:: Provided passage ::

SYDNEY (Reuters) - Australia is under an “unprecedented” threat of foreign espionage and interference, one of the country’s most senior spy chiefs said in a rare speech, citing the case of a “sleeper agent” who spent years building business links.
Australian Security Intelligence Organisation (ASIO) Director-General Mike Burgess said several nations were working hard to influence lawmakers, government officials, media figures, business leaders and academics.
“The level of threat we face from foreign espionage and interference activities is currently unprecedented,” Burgess said at ASIO headquarters in Canberra on Monday evening as he unveiled the agency’s annual threat assessment.
“It is higher now, than it was at the height of the Cold War.”
Burgess did not identify the countries infiltrating Australia, a staunch ally of the United States, though analysts said it was a thinly veiled outing of China.
“It’s very reasonable to assume that China was the country in question,” said Rory Medcalf, head of the National Security College, Australian National University.
ASIO is Australia’s domestic intelligence agency.
Reuters reported in September that Australia’s intelligence agencies concluded China was responsible for a cyber-attack on the Australian parliament and three largest political parties just months before a general election in May 2019.
China, which is Australia’s largest trading partner, has denied responsibility for the attack. Australia decided not to reveal the identity of the attackers in order to protect its trading relationship with China, sources familiar with the decision told Reuters in September.
“I don’t care what country it is we’re talking about, whether it’s China or Russia or Iran - if people pose a threat to our country, they will be dealt with according to the level of that threat,” Home Affairs Minister Peter Dutton told reporters in Canberra on Tuesday when asked about China.

:::
:: Source material ::

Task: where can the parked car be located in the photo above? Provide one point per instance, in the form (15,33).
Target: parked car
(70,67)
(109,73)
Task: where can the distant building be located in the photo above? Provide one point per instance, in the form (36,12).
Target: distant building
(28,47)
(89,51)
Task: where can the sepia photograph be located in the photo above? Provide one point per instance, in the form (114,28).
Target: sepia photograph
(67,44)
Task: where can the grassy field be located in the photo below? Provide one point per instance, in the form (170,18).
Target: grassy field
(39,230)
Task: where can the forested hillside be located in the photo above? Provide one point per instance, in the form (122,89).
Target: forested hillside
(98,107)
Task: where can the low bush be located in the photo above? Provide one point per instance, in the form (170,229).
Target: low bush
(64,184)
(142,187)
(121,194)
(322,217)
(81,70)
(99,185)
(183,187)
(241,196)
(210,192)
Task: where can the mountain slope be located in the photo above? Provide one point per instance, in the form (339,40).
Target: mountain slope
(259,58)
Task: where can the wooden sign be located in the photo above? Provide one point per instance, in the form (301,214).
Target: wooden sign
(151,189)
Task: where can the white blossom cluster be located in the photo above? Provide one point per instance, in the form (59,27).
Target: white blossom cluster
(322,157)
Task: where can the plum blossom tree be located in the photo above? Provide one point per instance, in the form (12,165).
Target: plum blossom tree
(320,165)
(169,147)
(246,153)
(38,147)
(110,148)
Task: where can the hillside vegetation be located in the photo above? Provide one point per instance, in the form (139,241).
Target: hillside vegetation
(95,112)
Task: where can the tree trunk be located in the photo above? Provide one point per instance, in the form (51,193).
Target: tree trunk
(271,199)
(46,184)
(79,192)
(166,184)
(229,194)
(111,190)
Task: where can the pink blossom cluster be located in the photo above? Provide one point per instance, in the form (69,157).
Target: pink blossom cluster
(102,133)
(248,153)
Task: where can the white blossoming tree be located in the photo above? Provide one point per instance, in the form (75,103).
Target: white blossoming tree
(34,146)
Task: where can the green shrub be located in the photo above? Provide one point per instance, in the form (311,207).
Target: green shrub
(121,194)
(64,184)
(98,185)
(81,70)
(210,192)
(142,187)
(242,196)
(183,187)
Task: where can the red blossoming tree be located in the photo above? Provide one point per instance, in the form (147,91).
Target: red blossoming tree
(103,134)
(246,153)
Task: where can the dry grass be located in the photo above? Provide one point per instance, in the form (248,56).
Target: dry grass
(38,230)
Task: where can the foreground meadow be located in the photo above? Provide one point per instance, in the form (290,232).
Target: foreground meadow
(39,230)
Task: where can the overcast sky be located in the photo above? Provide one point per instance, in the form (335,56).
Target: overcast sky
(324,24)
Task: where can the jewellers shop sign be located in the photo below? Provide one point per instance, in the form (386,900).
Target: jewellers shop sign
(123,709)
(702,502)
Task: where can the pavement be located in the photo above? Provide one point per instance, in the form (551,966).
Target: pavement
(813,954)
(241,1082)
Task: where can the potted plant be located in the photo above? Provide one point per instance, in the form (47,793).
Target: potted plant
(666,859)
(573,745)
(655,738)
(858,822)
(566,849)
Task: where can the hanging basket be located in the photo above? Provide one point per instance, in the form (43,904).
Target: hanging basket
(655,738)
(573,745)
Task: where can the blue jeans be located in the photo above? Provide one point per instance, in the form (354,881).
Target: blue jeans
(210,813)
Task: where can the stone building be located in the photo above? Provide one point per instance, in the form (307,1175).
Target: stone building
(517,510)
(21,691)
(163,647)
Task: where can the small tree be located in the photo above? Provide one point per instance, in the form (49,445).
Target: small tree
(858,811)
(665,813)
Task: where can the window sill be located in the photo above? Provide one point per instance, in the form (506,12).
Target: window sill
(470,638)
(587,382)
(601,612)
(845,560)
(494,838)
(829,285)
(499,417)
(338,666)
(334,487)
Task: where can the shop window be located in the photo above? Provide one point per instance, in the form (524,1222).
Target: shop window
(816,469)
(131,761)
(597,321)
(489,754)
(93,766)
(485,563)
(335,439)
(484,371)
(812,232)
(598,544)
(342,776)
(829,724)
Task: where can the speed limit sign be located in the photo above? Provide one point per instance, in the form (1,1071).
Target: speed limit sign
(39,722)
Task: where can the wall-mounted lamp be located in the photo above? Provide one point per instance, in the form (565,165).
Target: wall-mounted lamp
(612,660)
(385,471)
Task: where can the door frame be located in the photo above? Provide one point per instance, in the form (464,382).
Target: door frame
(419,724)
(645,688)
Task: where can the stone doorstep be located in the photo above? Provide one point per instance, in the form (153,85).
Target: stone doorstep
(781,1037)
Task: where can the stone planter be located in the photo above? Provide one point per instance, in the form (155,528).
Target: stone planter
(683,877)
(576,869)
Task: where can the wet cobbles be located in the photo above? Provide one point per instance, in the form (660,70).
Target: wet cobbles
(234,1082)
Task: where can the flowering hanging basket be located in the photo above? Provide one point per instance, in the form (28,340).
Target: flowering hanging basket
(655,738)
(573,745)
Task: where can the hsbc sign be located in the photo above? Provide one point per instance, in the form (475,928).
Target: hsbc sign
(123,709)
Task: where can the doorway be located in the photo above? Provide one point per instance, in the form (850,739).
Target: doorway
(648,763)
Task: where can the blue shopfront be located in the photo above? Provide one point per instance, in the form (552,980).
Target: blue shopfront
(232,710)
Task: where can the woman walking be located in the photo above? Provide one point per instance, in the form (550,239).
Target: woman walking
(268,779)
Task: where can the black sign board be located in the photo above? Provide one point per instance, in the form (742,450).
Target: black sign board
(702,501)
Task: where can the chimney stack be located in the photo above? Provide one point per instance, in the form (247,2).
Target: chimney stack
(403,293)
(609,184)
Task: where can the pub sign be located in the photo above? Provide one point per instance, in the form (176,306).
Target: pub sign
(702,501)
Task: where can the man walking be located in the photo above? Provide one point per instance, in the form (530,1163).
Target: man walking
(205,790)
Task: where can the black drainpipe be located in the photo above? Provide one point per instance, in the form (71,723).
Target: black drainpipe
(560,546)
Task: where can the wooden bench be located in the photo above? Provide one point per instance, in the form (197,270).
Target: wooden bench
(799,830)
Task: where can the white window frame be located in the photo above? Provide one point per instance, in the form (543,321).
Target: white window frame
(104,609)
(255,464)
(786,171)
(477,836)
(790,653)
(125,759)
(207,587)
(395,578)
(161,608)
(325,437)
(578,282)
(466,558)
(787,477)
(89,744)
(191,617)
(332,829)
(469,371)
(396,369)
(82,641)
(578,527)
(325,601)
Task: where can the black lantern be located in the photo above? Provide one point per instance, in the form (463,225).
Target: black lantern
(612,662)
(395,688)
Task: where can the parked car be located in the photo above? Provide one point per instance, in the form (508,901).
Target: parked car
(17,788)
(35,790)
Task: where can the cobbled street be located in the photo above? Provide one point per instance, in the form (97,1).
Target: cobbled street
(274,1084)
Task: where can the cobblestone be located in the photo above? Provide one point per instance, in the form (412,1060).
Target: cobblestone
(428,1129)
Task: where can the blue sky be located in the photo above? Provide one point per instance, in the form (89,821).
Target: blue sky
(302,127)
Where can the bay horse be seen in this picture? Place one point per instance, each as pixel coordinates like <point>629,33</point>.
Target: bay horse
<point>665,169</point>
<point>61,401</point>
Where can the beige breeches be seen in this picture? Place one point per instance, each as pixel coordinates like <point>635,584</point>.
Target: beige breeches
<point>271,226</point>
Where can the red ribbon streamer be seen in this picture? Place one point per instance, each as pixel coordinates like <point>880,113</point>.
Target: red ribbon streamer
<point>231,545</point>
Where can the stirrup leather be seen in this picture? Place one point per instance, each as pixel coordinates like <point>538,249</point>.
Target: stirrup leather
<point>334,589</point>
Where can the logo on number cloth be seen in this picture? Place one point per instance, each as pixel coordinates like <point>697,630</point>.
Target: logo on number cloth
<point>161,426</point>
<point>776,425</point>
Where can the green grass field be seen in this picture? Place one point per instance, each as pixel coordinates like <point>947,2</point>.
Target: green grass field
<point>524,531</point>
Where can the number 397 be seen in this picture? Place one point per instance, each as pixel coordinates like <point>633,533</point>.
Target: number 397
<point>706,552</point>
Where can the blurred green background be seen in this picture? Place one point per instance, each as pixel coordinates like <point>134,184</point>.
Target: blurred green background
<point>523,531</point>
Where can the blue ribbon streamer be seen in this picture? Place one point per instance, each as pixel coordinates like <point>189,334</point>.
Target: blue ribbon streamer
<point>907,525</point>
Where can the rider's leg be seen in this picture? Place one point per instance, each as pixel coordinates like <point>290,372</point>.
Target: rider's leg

:::

Requirement A.
In the Reuters article on espionage threats to Australia, which groups of people does Burgess say several nations were working hard to influence? List every one.
Requirement B.
Using the Reuters article on espionage threats to Australia, answer each question briefly:
(i) Where did Burgess give his speech?
(ii) Who is the head of the National Security College at the Australian National University?
(iii) In what month and year was the general election that followed the cyber-attack on the Australian parliament?
Requirement C.
Pick up the Reuters article on espionage threats to Australia after its last sentence and continue it.

Exercise result A.
lawmakers, government officials, media figures, business leaders, academics

Exercise result B.
(i) At ASIO headquarters in Canberra
(ii) Rory Medcalf
(iii) May 2019

Exercise result C.
Burgess said Australia was being targeted in part because of its strategic position and alliances and its leadership in science and technology.
He said the sleeper agent from an unnamed country laid dormant for several years, building business and community links before he started to supply information about expatriate dissidents. That information, Burgess said, was used to harass the dissidents in Australia and their relatives overseas.
Visiting academics and scientists had been infiltrating universities to collect intelligence, while foreign spies had entered Australia with the intention of setting up sophisticated hacking infrastructure, he added.
“The intent is to engineer fundamental shifts in Australia’s position in the world, not just to collect intelligence or use us as a potential ‘back-door’ into our allies and partners,” he said.
Australia’s leading universities last year agreed to more transparency in financial dealings with other countries and to share cyber intelligence with security agencies in a bid to curb foreign interference.
Burgess said the threat of home-grown right-wing extremists had also increased.
“In suburbs around Australia, small cells regularly meet to salute Nazi flags, inspect weapons, train in combat and share their hateful ideology,” he said.